[Data for review]

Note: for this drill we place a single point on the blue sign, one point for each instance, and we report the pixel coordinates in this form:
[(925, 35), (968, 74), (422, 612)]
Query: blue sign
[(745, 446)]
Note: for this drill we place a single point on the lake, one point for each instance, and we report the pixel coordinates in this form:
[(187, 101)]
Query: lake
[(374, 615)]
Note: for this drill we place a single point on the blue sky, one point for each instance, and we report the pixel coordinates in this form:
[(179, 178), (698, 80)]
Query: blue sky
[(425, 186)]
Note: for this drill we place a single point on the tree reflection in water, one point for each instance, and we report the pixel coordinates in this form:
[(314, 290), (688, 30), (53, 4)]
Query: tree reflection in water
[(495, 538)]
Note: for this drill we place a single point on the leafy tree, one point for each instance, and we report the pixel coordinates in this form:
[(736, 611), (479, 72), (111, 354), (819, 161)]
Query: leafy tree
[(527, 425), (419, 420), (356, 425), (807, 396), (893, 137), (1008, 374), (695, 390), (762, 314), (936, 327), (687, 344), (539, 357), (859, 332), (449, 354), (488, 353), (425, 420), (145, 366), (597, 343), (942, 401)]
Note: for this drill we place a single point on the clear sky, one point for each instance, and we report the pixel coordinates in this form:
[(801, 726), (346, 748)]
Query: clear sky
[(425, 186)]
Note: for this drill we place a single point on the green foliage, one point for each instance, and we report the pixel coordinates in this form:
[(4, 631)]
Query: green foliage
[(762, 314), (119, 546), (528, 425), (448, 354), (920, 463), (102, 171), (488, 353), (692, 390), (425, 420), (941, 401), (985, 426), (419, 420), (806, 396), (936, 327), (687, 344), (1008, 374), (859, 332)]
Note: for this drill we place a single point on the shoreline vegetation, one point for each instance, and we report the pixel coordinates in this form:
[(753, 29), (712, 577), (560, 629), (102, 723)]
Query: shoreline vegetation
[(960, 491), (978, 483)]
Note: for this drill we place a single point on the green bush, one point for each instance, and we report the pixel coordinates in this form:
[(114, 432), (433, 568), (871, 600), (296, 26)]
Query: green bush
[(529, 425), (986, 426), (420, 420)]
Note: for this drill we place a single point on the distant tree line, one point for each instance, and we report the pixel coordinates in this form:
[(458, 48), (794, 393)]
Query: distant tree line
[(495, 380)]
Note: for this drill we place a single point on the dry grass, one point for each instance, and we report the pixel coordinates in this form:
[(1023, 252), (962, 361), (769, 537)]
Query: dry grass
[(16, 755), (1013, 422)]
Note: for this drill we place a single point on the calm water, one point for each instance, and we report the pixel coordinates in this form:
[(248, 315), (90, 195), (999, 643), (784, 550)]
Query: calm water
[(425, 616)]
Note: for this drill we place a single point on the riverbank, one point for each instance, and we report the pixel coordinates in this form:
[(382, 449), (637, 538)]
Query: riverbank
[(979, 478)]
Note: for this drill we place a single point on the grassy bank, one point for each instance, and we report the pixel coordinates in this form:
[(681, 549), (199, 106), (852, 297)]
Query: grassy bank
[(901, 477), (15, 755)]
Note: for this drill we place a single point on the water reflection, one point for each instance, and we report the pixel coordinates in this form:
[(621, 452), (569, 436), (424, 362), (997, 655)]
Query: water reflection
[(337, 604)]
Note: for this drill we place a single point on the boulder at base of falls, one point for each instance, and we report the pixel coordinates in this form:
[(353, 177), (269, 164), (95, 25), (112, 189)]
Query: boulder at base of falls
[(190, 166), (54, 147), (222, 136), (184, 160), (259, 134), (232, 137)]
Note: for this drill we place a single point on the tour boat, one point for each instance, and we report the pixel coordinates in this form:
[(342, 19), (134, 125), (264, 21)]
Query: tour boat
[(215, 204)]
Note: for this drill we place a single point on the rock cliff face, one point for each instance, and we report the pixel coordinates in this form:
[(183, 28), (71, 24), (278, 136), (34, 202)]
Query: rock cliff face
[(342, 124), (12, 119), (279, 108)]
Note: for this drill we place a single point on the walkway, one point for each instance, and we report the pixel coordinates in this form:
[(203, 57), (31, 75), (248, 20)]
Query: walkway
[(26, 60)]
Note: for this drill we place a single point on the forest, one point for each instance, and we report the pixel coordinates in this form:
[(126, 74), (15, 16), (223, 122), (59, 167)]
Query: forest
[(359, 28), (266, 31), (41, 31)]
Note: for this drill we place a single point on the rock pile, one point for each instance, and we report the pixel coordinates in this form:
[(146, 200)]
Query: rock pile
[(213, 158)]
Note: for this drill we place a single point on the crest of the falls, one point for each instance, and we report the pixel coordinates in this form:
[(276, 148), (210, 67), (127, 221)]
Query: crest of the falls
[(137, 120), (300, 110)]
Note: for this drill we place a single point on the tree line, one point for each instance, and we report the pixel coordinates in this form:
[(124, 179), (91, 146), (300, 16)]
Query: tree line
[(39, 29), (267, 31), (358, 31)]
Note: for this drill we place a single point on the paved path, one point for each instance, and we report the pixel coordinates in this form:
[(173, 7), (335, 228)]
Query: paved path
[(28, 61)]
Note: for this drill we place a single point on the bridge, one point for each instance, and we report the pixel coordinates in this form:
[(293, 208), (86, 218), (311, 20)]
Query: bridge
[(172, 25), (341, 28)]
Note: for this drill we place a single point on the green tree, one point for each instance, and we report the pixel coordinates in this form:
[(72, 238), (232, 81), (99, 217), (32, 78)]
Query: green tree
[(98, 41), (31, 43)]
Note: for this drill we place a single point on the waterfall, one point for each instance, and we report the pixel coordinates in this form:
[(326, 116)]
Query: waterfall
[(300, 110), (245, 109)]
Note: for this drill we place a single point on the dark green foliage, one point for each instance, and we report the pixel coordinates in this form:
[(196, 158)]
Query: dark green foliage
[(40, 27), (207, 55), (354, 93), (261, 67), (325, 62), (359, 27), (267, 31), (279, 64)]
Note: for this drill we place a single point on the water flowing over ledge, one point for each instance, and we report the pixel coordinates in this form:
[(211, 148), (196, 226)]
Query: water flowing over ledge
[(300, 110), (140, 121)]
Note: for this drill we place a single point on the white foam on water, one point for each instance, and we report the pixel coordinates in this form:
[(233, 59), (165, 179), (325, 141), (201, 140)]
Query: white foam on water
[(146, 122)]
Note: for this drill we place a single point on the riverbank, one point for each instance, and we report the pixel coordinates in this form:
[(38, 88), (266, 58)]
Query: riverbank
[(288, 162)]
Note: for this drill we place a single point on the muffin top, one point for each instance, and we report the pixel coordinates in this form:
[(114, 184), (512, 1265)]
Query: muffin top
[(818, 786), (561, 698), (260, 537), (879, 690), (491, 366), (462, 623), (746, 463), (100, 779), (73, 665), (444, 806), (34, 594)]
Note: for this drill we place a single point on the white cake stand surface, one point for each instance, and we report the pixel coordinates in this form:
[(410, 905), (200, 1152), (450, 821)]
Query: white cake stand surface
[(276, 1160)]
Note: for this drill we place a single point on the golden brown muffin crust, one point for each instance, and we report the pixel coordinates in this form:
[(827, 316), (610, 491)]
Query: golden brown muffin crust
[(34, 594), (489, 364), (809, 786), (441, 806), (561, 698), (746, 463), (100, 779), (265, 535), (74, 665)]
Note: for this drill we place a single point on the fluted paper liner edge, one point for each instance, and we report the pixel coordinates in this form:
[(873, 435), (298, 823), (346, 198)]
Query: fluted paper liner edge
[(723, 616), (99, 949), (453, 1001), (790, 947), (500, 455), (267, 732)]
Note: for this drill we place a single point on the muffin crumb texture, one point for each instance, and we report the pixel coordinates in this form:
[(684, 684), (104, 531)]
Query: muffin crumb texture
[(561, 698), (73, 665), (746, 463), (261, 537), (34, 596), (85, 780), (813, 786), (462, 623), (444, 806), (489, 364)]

[/Data for review]

Task to carry out.
Could every entry above be printed again, word for word?

Answer area.
Note: for this drill we place a single point on the blue sign, one point for each instance, and we report the pixel coordinates in this form:
[(925, 35), (968, 74), (422, 612)]
Query: blue sign
[(745, 446)]
Note: for this drill we place a single point on the lake, one point for each instance, and we report the pixel coordinates in this form:
[(187, 101)]
Query: lake
[(374, 615)]
Note: for this drill we place a single point on the blue sky, one point for each instance, and we report the pixel coordinates in this form:
[(179, 178), (698, 80)]
Query: blue sky
[(425, 186)]
Note: for this drill we place a single point on the tree reflection in water, one point for each instance, and we report the pixel coordinates in this form:
[(314, 290), (688, 30), (53, 4)]
Query: tree reflection in water
[(495, 538)]
Note: for this drill we place a single point on the leafy tree, one point for each instance, and we report the pixel coordinates in this form:
[(736, 611), (479, 72), (111, 354), (819, 161)]
Query: leafy tree
[(527, 425), (419, 420), (356, 425), (807, 396), (893, 137), (1008, 374), (695, 390), (762, 314), (936, 327), (687, 344), (539, 357), (859, 332), (449, 354), (488, 353), (425, 420), (145, 366), (597, 343), (942, 401)]
Note: for this drill we place a single point on the clear sky, one point for each instance, and we report the pixel coordinates in this form:
[(801, 726), (346, 748)]
Query: clear sky
[(425, 186)]
Note: for this drill we place a single point on the green foliage, one point for each instance, and we report the pixel coordinates in this form:
[(4, 631)]
Query: green foliage
[(762, 314), (119, 546), (528, 425), (448, 354), (920, 463), (102, 171), (488, 353), (692, 390), (425, 420), (941, 401), (985, 426), (419, 420), (806, 396), (936, 327), (687, 344), (1008, 374), (859, 332)]
Note: for this drill we place a single point on the shoreline vegetation, one point for each instance, and we report the pixel coordinates in this form:
[(753, 29), (712, 577), (560, 629), (102, 723)]
Query: shoreline vegetation
[(960, 491), (978, 483)]
Note: for this drill we place a single point on the green bush, one point for each instance, and we report the pixel coordinates in this form:
[(114, 432), (433, 568), (871, 600), (296, 26)]
Query: green bush
[(529, 425), (986, 426), (420, 420)]
Note: for this drill we place a single point on the distant tree line, one point for each instance, and we report the pixel coordinates in this form:
[(458, 48), (794, 393)]
Query: distant tree line
[(495, 380)]
Note: for this drill we place a single point on the dry grass, one point for each instance, and we report the pixel coordinates in this form:
[(1023, 252), (962, 361), (769, 537)]
Query: dry grass
[(16, 755), (1013, 422)]
Note: for this drill we place a single point on the calm water, one point for each instance, and we report the pixel coordinates in this form:
[(248, 315), (90, 195), (999, 643), (784, 550)]
Query: calm water
[(425, 616)]
Note: for this drill we place a single point on the riverbank, one point for each instance, and we report the pixel coordinates in this form:
[(382, 449), (637, 538)]
Query: riverbank
[(979, 478)]
Note: for this drill we place a single point on the grassy bank, one point for each instance, and we report the pixel coordinates in this form:
[(681, 549), (199, 106), (852, 297)]
Query: grassy bank
[(901, 477), (15, 755)]
Note: for this drill we place a single point on the water reflection, one point for each instance, and we report the pixel coordinates in this form:
[(621, 452), (569, 436), (424, 362), (997, 655)]
Query: water reflection
[(337, 604)]
Note: for this drill we place a single point on the boulder at base of falls, one point for each instance, and we report the pixel coordinates in this form:
[(353, 177), (269, 164), (95, 25), (112, 189)]
Query: boulder at base of falls
[(190, 166), (54, 147), (222, 136), (184, 160), (259, 134), (232, 137)]
Note: for this drill we place a single point on the tour boat, one point for each instance, and we report the pixel coordinates in this form:
[(342, 19), (134, 125), (264, 21)]
Query: tour boat
[(215, 204)]
Note: for this drill we place a single point on the rock cliff face, one point for each instance, and we report the pixel coordinates in this form:
[(183, 28), (71, 24), (278, 136), (34, 202)]
Query: rock cliff face
[(342, 124), (12, 119), (279, 108)]
Note: for this drill we place a single point on the walkway, one point for each instance, and we report the pixel coordinates in this form:
[(203, 57), (31, 75), (248, 20)]
Query: walkway
[(26, 60)]
Note: for this drill we place a single point on the forest, one point for each instance, and we report the pixel coordinates in this form:
[(126, 74), (15, 16), (223, 122), (59, 167)]
Query: forest
[(359, 28), (266, 31), (41, 31)]
Note: for this drill we place a single point on the rock pile, one point for each instance, and we report the pixel coordinates in this form:
[(146, 200)]
Query: rock pile
[(213, 158)]
Note: for this drill we place a single point on the crest of the falls, one point for each instance, and we report the pixel coordinates in this form:
[(276, 148), (210, 67), (127, 221)]
Query: crest of the falls
[(137, 120), (300, 110)]
Note: for this drill we place a single point on the tree line, one point for each instance, and we report the pixel coordinates in this form:
[(124, 179), (91, 146), (300, 16)]
Query: tree line
[(39, 29), (267, 31), (358, 31)]
Note: for this drill we place a single point on the paved path, one point for each instance, and we report the pixel coordinates in this form:
[(173, 7), (335, 228)]
Query: paved path
[(28, 61)]
Note: for this drill we place a single point on the bridge, one point for each instance, and we report the pixel coordinates in this form:
[(293, 208), (86, 218), (311, 20)]
Query: bridge
[(172, 25), (341, 28)]
Note: for this drill we place a single point on the green tree, one point for each instance, and we report the pixel coordinates in this form:
[(72, 238), (232, 81), (99, 217), (32, 78)]
Query: green tree
[(98, 41), (31, 43)]
Note: for this drill we place a single point on the waterfall, one point for each instance, and we report the pixel coordinates in this form:
[(326, 116)]
Query: waterfall
[(300, 110), (245, 109)]
Note: for this drill we place a single point on the dark green foliage, one point for each instance, and we report the pixel coordinates in this form:
[(196, 158)]
Query: dark green foliage
[(40, 27), (207, 55), (354, 93), (261, 67), (325, 62), (359, 27), (267, 31), (279, 64)]
Note: for this drill we place a single point on the water flowing over ledge, one point for each instance, and we report the pixel coordinates in this form:
[(211, 148), (196, 226)]
Query: water flowing over ledge
[(300, 110), (140, 121)]
Note: for this drill we place a single point on the white foam on water, one point for each instance, and we report the pixel coordinates in this form:
[(233, 59), (165, 179), (325, 141), (201, 140)]
Query: white foam on water
[(146, 122)]
Note: for this drill we place a single point on the riverbank, one point for each instance, and we report the pixel coordinates in this form:
[(38, 88), (266, 58)]
Query: riverbank
[(288, 162)]
Note: for this drill we place a single point on the muffin top, one point for each instance, and we report the pixel coordinates in this form:
[(114, 184), (512, 1265)]
Query: muffin top
[(818, 786), (561, 698), (260, 537), (879, 690), (491, 366), (462, 623), (746, 463), (100, 779), (73, 665), (444, 806), (34, 594)]
Note: for this drill we place a single point on the white cake stand surface, one point for each instance, and we report the pixel coordinates in this form:
[(410, 905), (200, 1152), (450, 821)]
Query: white cake stand surface
[(276, 1160)]
Note: for this drill we place a single point on the golden brown muffin crust, one point for each instance, and we report the pixel coordinates in this form:
[(827, 316), (610, 491)]
Query: golden brown muffin crust
[(34, 594), (489, 364), (809, 786), (441, 806), (561, 698), (746, 463), (100, 779), (265, 535), (74, 665)]
Note: for this drill we place a single point on the fluted paper liner edge, one point for each instance, and we report the pixel coordinates in this form:
[(873, 435), (298, 823), (346, 198)]
Query: fluted paper liner edge
[(723, 616), (99, 949), (453, 1001), (790, 947), (500, 455), (267, 732)]
Note: for this drill we place a single point on the muffin crumb texture, one point for each instance, and we report the pixel coordinates in this form:
[(684, 684), (104, 531)]
Query: muffin crumb texture
[(561, 698), (73, 665), (746, 463), (261, 537), (34, 596), (85, 780), (813, 786), (462, 623), (444, 806), (489, 364)]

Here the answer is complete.